» **INSTRUCTION**:
Rewrite the lines of the listing as a JSON list of strings, one string per line with blank lines left out. Start with the line containing "Where can the gold" and continue through the line containing "pixel 620 577", including both of those lines.
>> Begin AVAILABLE DATA
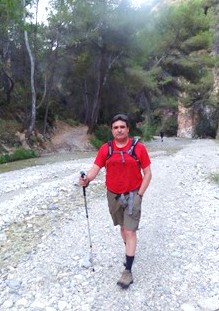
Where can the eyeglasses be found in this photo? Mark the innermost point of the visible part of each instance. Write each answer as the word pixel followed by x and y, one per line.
>> End AVAILABLE DATA
>> Begin AVAILABLE DATA
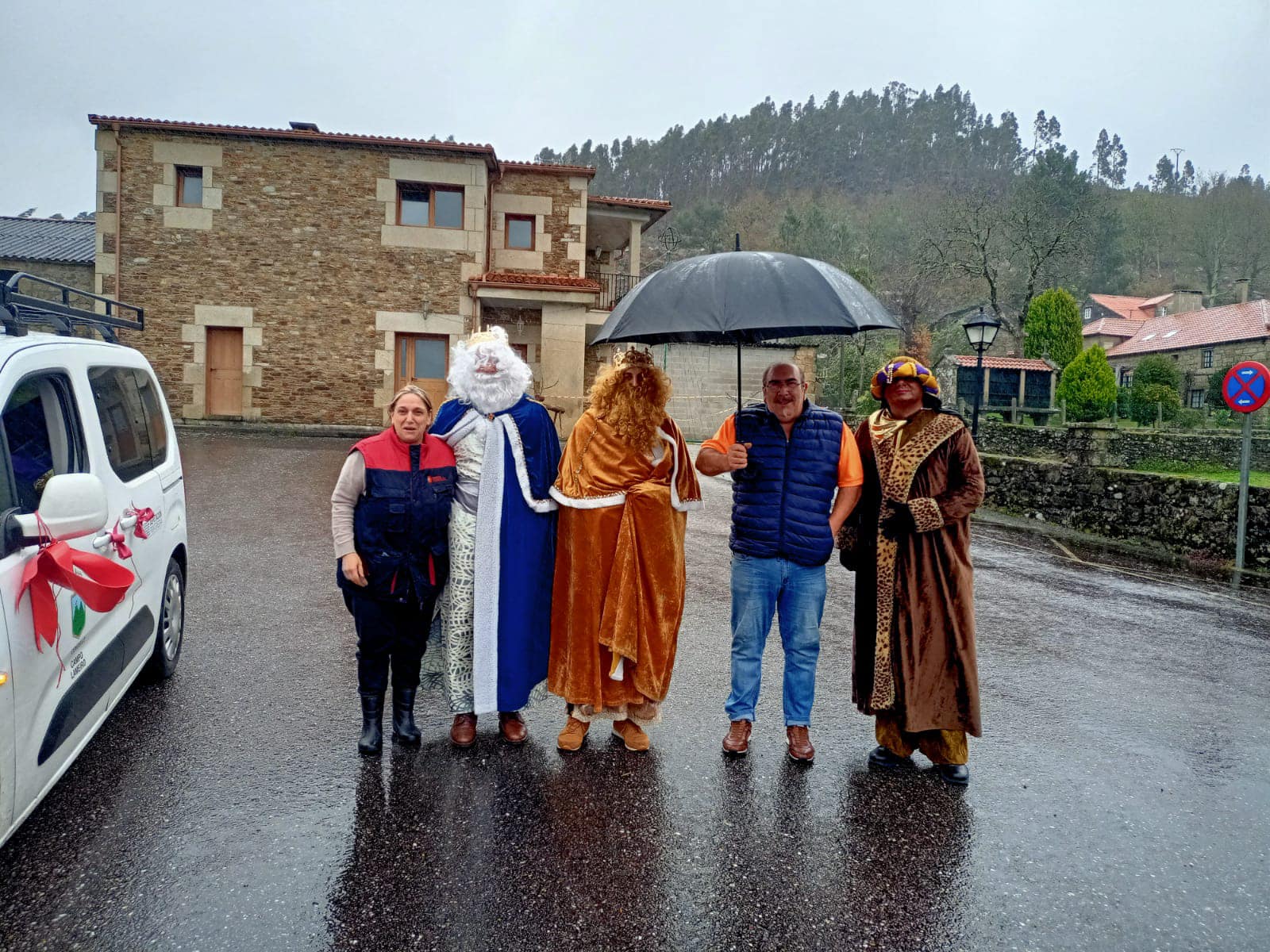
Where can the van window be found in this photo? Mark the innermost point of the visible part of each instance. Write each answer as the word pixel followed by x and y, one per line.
>> End AVAILABLE DATA
>> Begin AVAILABLE DATA
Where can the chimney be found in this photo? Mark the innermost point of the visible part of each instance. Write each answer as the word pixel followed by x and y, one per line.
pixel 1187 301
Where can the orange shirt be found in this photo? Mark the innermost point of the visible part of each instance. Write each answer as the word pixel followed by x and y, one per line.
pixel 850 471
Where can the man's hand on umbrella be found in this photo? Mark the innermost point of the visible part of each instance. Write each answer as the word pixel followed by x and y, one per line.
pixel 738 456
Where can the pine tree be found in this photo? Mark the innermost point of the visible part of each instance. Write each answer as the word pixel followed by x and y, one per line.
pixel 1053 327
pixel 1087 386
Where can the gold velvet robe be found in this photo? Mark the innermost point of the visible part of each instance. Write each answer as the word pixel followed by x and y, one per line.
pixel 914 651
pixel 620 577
>> End AVAILABLE DATA
» **RESPONSE**:
[
  "Where can the gold velvet robe be found in this photo? Mark the innermost point of the visible part of each instance. Write each answer as the word pixel followed by x and y, one per line.",
  "pixel 914 651",
  "pixel 620 577"
]